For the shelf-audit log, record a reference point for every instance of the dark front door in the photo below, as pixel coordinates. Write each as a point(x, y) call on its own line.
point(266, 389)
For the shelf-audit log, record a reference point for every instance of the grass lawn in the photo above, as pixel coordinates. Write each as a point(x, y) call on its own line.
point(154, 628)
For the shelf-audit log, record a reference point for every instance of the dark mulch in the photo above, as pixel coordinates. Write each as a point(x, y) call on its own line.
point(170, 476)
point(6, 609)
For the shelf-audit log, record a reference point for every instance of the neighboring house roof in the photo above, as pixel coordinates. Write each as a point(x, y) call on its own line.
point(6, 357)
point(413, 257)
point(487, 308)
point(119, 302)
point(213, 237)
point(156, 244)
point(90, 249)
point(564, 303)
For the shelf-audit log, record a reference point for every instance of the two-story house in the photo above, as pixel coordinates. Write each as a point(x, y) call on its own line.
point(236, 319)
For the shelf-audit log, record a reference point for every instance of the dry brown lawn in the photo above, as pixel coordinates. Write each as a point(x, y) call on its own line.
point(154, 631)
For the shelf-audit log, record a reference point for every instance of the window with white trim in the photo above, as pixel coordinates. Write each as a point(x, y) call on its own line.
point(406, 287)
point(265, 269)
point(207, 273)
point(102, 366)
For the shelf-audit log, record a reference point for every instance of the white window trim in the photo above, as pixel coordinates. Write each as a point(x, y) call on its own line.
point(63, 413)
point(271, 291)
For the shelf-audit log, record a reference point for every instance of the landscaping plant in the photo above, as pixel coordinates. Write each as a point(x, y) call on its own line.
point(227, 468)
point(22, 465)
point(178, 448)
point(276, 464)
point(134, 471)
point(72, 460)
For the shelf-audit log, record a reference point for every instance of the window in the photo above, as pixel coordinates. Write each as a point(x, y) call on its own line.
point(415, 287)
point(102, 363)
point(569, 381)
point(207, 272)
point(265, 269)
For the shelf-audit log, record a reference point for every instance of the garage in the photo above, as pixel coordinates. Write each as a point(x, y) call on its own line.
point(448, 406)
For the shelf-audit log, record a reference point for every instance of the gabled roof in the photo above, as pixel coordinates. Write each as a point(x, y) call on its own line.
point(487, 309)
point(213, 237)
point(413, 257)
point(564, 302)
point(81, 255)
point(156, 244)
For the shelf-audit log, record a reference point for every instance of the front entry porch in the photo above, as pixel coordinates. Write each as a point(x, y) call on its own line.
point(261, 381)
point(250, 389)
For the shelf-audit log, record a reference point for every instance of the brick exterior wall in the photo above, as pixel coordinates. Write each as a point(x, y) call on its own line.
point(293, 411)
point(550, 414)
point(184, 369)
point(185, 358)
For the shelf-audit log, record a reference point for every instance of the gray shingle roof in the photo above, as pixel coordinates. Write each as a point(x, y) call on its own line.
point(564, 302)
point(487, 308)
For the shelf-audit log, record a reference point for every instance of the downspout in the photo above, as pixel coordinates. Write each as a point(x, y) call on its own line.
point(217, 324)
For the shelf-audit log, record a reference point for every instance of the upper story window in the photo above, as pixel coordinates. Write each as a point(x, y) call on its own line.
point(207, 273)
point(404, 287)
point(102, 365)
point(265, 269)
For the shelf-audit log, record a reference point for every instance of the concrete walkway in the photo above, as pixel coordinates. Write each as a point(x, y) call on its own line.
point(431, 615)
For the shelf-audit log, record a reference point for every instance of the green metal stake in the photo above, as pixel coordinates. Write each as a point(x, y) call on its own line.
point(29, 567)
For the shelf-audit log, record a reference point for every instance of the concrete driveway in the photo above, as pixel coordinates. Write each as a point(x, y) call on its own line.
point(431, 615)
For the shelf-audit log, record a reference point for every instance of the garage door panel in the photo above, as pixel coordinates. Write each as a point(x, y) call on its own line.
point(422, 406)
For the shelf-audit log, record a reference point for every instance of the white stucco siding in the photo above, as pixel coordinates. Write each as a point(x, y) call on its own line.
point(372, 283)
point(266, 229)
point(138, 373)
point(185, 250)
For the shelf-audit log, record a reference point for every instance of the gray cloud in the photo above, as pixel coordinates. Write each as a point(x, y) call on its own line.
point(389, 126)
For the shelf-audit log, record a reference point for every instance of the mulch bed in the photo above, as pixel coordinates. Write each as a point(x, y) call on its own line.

++++++++++++++++++++

WORK ORDER:
Line by line, copy the entries above exactly as they appear.

THE ANSWER:
For the shelf-audit log, record a reference point for every instance of the dark front door in the photo below, as pixel coordinates. Write each as a point(x, y) call on its own line.
point(266, 389)
For the shelf-audit log, record a reference point for every instance of the grass lawn in the photo above, as pixel coordinates. Write each as a point(x, y) call on its own line.
point(154, 628)
For the shelf-audit log, record a reference point for every instance of the dark mulch in the photo above, as pixel coordinates. Write each as a point(x, y) call on its own line.
point(170, 476)
point(6, 609)
For the shelf-audit log, record a reference point for every instance of the neighboring house roof in the photo above, as pixel coordinates. Write each as a point(x, y) call on its own line.
point(6, 357)
point(413, 257)
point(487, 308)
point(119, 302)
point(213, 237)
point(156, 244)
point(90, 249)
point(564, 303)
For the shelf-audit log, record a reference point for every instance of the two-story house in the photo above, as pixel coordinates. Write each as a point(x, y) call on its own line.
point(236, 319)
For the shelf-audit log, record a reference point for every instance of the dry brown lawn in the photo above, as pixel coordinates. Write each as a point(x, y) call on its own line.
point(154, 631)
For the shelf-audit log, record a reference point for every instance of the window with white trim in the photo above, as pixel coordinates. Write each as a point(x, y) call on its own line.
point(406, 287)
point(265, 269)
point(207, 273)
point(102, 366)
For the shelf-audit log, record a reference point for every instance of the white window trim in the photo above, as pixel coordinates. Write each as a point(x, y) call on its own line.
point(63, 413)
point(271, 291)
For the shelf-audit log, record a reference point for every instance of the landscaping plant in the photo above, as pixel coordinates. Write each as a point(x, y) call on its own line.
point(227, 468)
point(22, 465)
point(178, 448)
point(276, 464)
point(134, 471)
point(72, 460)
For the shelf-audit log, record a reference point for every instance of the window in the photo above, as pixel coordinates. Write each as a point(x, y) call on its own line.
point(415, 287)
point(102, 363)
point(569, 381)
point(207, 272)
point(265, 269)
For the shelf-audit log, record a reference point for every instance of the garage in the photo above, as pixel coordinates. Write each as a point(x, y) call on its own line.
point(448, 406)
For the shelf-audit log, record a reference point for every instance of the gabled roof in the photo above, as pixel coordinates. Write each as a point(x, y) call on its own line.
point(487, 309)
point(213, 237)
point(413, 257)
point(564, 302)
point(81, 255)
point(156, 244)
For the shelf-audit log, record a reference point for every instance of the front entry porch in the photo above, as pixel coordinates. Write each as a point(x, y) call on its own line.
point(261, 381)
point(250, 389)
For the shelf-audit log, record a reference point for every instance of the brick exterior wall in the photo above, as pixel coordinates. Write each as a point(x, y) call on its own line.
point(293, 411)
point(550, 414)
point(184, 369)
point(185, 358)
For the shelf-audit log, record a reference point for every instance of the gray shingle roof in the photo above, as pixel coordinates. Write each as a point(x, y) call on its own line.
point(564, 302)
point(487, 308)
For the shelf-audit log, record a reference point for every instance of the downspout in the photo above, as pixel coordinates. Write each as a point(x, y) call on its own line.
point(217, 324)
For the shelf-audit log, record a reference point for every instance of the upper story window in the photo above, as pixel coordinates. Write each as a point(x, y) call on its own line.
point(207, 273)
point(404, 287)
point(102, 365)
point(265, 269)
For the shelf-audit log, record a reference point for every instance of the concrete walkway in the photo above, as pixel coordinates. Write each as a point(x, y) call on its own line.
point(431, 615)
For the shelf-audit log, record a reference point for every instance of the green metal stake in the photo above, as pixel coordinates. Write each as a point(x, y) call on its own line.
point(29, 567)
For the shelf-audit log, record a reference point for every instance of the concrete driveway in the photo above, as pixel coordinates. Write each as a point(x, y) call on its own line.
point(431, 615)
For the shelf-audit log, record a reference point for every instance of the garage door panel in the photo above, as pixel coordinates. Write each as a point(x, y) call on its own line.
point(422, 406)
For the shelf-audit log, record a reference point for every instance of the white stucco siding in the photo above, as pixel coordinates. Write each as a point(x, y) call on its own line.
point(372, 283)
point(266, 229)
point(138, 373)
point(185, 250)
For the shelf-audit log, record a reference point for every instance of the gray cloud in the photo above, as pixel coordinates. Write each as a point(x, y) call on its own line.
point(389, 126)
For the shelf-audit log, record a reference point for every instance of the mulch bed in the photo above, as pixel coordinates. Write each as a point(x, y) call on its own line.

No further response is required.